* **Problem requirements**:
The expected output is every entry below, exact in every character.

* **Records to process**:

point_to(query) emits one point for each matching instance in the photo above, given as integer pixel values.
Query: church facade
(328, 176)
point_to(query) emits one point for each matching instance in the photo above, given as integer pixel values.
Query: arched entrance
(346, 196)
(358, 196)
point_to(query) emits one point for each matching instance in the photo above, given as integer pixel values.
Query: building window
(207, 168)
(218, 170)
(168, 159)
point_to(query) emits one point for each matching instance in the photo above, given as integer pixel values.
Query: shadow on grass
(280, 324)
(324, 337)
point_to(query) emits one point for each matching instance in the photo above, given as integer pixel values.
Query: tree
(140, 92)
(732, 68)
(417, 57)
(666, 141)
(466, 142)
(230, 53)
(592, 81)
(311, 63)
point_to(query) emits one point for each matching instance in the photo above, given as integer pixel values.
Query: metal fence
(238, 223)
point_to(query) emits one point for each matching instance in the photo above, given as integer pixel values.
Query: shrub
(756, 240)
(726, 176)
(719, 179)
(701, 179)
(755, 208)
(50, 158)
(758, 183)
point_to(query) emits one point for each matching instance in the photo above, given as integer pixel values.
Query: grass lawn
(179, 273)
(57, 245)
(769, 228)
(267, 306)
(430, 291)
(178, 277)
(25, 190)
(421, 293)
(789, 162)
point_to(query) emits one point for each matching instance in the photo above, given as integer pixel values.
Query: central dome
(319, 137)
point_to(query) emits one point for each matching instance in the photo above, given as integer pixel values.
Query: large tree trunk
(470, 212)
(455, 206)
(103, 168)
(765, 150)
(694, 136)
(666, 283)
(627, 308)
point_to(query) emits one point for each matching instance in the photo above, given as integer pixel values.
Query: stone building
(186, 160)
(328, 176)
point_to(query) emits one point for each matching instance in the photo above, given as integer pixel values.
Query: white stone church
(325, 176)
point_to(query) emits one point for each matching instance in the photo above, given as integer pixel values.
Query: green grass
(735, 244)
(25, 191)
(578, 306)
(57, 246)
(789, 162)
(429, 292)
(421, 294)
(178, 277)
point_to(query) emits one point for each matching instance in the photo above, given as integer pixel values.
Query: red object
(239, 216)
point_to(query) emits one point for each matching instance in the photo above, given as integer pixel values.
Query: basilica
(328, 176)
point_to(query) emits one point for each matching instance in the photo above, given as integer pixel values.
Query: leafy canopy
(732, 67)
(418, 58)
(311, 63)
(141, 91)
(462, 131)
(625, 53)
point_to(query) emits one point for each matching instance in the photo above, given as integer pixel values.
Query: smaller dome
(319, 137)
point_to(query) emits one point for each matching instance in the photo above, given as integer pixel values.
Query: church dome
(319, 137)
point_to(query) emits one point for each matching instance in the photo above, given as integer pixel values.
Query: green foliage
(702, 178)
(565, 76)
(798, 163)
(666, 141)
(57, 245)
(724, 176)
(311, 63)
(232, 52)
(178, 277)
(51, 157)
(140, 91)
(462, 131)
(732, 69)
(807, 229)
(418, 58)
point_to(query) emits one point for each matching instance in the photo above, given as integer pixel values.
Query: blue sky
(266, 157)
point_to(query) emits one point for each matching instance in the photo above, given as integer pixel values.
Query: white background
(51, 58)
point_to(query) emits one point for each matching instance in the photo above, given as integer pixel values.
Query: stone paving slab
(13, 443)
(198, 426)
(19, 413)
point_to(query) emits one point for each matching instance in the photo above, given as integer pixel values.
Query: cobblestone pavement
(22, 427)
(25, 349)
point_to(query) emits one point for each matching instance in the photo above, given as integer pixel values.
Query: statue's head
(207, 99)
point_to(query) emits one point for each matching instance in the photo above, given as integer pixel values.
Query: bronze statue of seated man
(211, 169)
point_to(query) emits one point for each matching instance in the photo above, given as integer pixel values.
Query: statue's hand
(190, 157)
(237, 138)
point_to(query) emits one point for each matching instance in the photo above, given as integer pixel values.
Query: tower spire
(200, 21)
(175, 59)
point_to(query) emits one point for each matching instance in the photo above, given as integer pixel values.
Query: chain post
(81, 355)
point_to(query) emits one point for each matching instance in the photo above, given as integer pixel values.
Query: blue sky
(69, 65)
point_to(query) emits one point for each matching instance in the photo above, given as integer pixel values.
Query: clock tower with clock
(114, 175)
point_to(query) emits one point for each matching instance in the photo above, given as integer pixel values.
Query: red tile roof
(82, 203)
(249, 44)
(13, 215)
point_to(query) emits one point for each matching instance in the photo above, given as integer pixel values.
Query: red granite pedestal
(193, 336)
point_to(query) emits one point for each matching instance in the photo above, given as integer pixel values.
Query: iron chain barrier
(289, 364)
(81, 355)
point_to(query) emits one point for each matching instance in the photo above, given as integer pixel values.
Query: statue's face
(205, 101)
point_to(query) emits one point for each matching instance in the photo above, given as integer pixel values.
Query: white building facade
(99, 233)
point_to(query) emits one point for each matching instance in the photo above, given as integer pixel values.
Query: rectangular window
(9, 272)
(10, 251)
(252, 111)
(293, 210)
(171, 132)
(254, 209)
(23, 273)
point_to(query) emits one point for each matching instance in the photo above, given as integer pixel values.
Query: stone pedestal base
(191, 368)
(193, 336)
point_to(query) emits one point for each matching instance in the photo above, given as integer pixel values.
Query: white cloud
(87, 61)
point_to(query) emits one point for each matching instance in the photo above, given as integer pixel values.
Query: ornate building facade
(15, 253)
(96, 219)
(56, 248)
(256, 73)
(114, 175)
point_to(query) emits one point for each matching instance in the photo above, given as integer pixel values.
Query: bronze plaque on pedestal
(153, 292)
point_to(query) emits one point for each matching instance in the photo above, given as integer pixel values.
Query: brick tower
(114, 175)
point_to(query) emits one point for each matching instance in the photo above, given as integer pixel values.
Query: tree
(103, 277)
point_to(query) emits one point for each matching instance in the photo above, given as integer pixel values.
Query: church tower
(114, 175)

* **Result for this exercise**:
point_to(query) emits one point for each matching instance in the photo above, given as integer pixel values.
Query: church facade
(328, 176)
point_to(query) emits one point for each matching instance in the photo above, given as integer pixel values.
Query: arched entrance
(346, 196)
(358, 196)
point_to(query) emits one point for each matching instance in the photo above, given as integer pixel values.
Query: building window
(207, 168)
(218, 170)
(168, 159)
point_to(query) emits one point for each matching instance in the photo above, given as integer pixel values.
Query: shadow on grass
(280, 324)
(324, 337)
point_to(query) emits one point for each matching instance in the photo above, given as integer pixel values.
Query: tree
(140, 92)
(732, 68)
(417, 57)
(666, 141)
(466, 142)
(230, 53)
(592, 81)
(311, 63)
point_to(query) emits one point for each matching instance in the photo above, given as integer pixel values.
Query: metal fence
(238, 223)
point_to(query) emits one point for each matching instance in the photo above, given as integer pixel values.
Query: shrub
(756, 240)
(726, 176)
(719, 179)
(701, 179)
(755, 208)
(50, 158)
(758, 183)
point_to(query) emits one point for each matching instance in the photo above, given as integer pixel values.
Query: grass lawn
(179, 273)
(57, 245)
(769, 228)
(267, 306)
(430, 291)
(178, 277)
(25, 190)
(421, 293)
(789, 162)
point_to(query) emits one point for each matching instance in the photo above, given as integer pixel values.
Query: central dome
(319, 137)
point_to(query) emits one point for each matching instance in the photo above, given as integer pixel values.
Query: large tree trunk
(470, 212)
(455, 206)
(103, 168)
(765, 150)
(694, 136)
(666, 283)
(627, 308)
point_to(query) emits one point for each matching instance in the photo above, given as integer pixel values.
Query: stone building
(186, 160)
(328, 176)
point_to(query) emits one point for each matching instance in the photo above, given as integer pixel values.
Query: white stone church
(325, 176)
point_to(query) emits one point for each matching instance in the photo above, given as integer pixel values.
Query: green grass
(735, 244)
(25, 191)
(578, 306)
(57, 246)
(789, 162)
(429, 292)
(421, 294)
(178, 277)
point_to(query) emits one point for each matching instance in the photo above, given as integer pixel values.
Query: red object
(239, 216)
point_to(query) emits one point for each matching instance in the photo above, given as integer pixel values.
Query: basilica
(328, 176)
point_to(query) emits one point for each matching instance in the photo above, given as integer pixel values.
Query: leafy canopy
(732, 67)
(418, 58)
(311, 63)
(141, 91)
(462, 131)
(625, 53)
point_to(query) emits one point for each matching instance in the photo above, given as integer pixel values.
Query: smaller dome
(319, 137)
point_to(query) emits one point for each matching instance in the photo above, given as integer pixel values.
Query: church dome
(319, 137)
point_to(query) emits one point for each matching instance in the photo above, given as integer pixel values.
Query: green foliage
(702, 178)
(565, 76)
(798, 163)
(666, 141)
(57, 245)
(724, 176)
(311, 63)
(232, 52)
(178, 277)
(51, 157)
(140, 91)
(462, 131)
(732, 69)
(807, 229)
(418, 58)
point_to(query) emits one point for each matching instance in the photo above, given as integer pixel values.
Query: blue sky
(266, 157)
point_to(query) emits one point for each matching instance in the photo above, given as integer pixel values.
Query: white background
(51, 58)
point_to(query) emits one point for each matching instance in the photo above, given as integer pixel values.
Query: stone paving slab
(13, 443)
(198, 426)
(19, 413)
point_to(query) emits one point for each matching instance in the photo above, given as integer pixel values.
Query: cobblestone pavement
(22, 427)
(25, 349)
point_to(query) emits one point for each matching instance in the photo above, given as integer pixel values.
Query: statue's head
(207, 99)
point_to(query) emits one point for each matching instance in the photo above, given as integer pixel values.
Query: bronze statue of seated man
(211, 169)
point_to(query) emits one point for each matching instance in the photo above, given as integer pixel values.
Query: statue's hand
(190, 157)
(237, 138)
point_to(query) emits one point for each matching instance in the photo above, given as integer pixel values.
Query: tower spire
(200, 21)
(175, 59)
point_to(query) emits one point for each matching instance in the photo above, given as integer pixel values.
Query: chain post
(81, 355)
point_to(query) emits one point for each matching instance in the photo above, given as integer pixel values.
Query: blue sky
(69, 65)
point_to(query) emits one point for each matching instance in the photo above, given as integer pixel values.
Query: clock tower with clock
(114, 175)
point_to(query) emits one point for each matching instance in the photo above, given as integer pixel values.
Query: red tile roof
(82, 203)
(249, 44)
(13, 215)
point_to(query) emits one point for each matching instance in the photo above, given as integer pixel values.
Query: red granite pedestal
(193, 336)
point_to(query) emits one point for each matching instance in the photo above, given as integer pixel values.
Query: iron chain barrier
(289, 364)
(81, 355)
point_to(query) emits one point for each matching instance in the photo above, given as integer pixel values.
Query: statue's face
(205, 101)
point_to(query) emits one point for each matching instance in the photo above, given as integer pixel values.
Query: white building facade
(99, 233)
point_to(query) emits one point for each matching instance in the photo above, given as integer pixel values.
Query: rectangular window
(9, 272)
(10, 251)
(252, 111)
(293, 210)
(171, 132)
(254, 209)
(23, 273)
point_to(query) emits one point for each matching instance in the photo above, given as integer pixel values.
Query: stone pedestal base
(191, 368)
(193, 336)
point_to(query) emits one point for each matching instance in the photo above, given as integer pixel values.
Query: white cloud
(87, 61)
point_to(query) emits one point for each matching instance in the photo above, given as integer pixel values.
Query: ornate building facade
(15, 253)
(96, 219)
(56, 248)
(256, 73)
(114, 175)
point_to(query) emits one point for each matching instance in the photo above, given as integer pixel values.
Query: bronze plaque on pedestal
(153, 292)
point_to(query) emits one point for each matching instance in the photo above, given as integer pixel values.
Query: brick tower
(114, 175)
point_to(query) emits one point for each matching instance in the photo above, given as integer pixel values.
Query: tree
(103, 277)
point_to(query) emits one point for each matching instance in the photo above, given as integer pixel values.
Query: church tower
(114, 175)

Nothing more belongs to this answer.